**EXERCISE DIRECTIONS:**
Nothing but the lines from the one containing "keypoint per instance" to the end of the data should be returned, exactly as written; pictures are omitted.
------ PROVIDED RECORDS
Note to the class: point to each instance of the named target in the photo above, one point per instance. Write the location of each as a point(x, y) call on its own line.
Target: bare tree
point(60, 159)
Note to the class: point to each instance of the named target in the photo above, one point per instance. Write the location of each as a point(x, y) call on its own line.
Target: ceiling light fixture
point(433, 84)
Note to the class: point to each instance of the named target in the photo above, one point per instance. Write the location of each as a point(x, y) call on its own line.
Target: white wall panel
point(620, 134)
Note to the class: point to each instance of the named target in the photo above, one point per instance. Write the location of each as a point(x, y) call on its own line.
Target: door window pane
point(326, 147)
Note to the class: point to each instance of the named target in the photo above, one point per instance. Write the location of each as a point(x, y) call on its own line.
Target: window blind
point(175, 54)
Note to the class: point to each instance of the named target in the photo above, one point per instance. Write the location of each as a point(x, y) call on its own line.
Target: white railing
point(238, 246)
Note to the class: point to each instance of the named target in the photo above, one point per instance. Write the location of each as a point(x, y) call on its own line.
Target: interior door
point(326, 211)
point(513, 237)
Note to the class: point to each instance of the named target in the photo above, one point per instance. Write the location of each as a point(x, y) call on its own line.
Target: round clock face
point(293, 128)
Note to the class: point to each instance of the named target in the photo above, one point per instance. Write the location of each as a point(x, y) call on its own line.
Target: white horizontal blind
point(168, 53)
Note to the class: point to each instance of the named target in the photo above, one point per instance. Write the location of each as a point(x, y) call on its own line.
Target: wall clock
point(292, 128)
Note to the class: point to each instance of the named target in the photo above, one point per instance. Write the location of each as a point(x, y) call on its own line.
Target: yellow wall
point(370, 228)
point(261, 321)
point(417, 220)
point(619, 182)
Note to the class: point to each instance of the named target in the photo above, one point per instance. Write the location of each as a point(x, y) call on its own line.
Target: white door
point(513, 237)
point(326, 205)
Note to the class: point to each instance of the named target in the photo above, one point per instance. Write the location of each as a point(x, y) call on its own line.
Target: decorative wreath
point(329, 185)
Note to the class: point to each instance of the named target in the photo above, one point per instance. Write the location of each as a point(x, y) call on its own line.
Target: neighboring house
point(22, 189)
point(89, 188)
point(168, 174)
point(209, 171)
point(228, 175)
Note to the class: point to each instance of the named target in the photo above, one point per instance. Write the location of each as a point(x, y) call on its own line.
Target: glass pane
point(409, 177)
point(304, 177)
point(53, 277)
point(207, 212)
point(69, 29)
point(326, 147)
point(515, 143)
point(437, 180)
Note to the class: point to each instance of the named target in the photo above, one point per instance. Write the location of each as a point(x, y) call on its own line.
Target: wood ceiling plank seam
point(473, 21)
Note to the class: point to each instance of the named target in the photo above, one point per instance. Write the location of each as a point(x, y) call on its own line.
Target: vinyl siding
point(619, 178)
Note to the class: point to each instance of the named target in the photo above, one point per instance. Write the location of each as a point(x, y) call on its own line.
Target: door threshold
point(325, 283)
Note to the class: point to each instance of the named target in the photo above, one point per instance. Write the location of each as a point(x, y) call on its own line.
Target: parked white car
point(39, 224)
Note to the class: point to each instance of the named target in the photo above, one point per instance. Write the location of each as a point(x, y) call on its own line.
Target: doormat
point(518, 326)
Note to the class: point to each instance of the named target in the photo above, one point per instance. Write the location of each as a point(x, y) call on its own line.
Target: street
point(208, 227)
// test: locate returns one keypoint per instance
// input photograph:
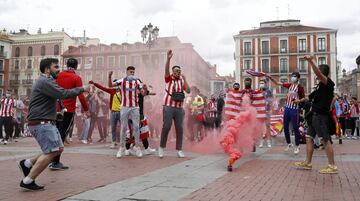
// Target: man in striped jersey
(176, 84)
(6, 117)
(295, 96)
(130, 87)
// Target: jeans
(115, 118)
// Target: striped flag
(233, 103)
(255, 73)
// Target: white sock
(27, 180)
(28, 163)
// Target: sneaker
(31, 187)
(296, 150)
(261, 145)
(288, 147)
(138, 151)
(113, 145)
(127, 152)
(181, 154)
(328, 170)
(149, 151)
(25, 170)
(58, 166)
(161, 152)
(269, 143)
(303, 165)
(119, 154)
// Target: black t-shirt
(323, 97)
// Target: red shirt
------------
**FULL ANSWER:**
// test: locate returns one keypoint per instance
// input photograph:
// Target: man in striped jersey
(176, 84)
(6, 117)
(295, 96)
(130, 87)
// Target: jeans
(115, 118)
// Target: striped flag
(233, 103)
(255, 73)
// Target: white sock
(27, 180)
(28, 163)
// Target: sneaker
(31, 187)
(296, 150)
(261, 145)
(288, 147)
(138, 151)
(113, 145)
(127, 152)
(181, 154)
(328, 170)
(149, 151)
(25, 170)
(58, 166)
(161, 152)
(269, 143)
(303, 165)
(119, 154)
// Target: black t-shirt
(323, 97)
// Target: red shirt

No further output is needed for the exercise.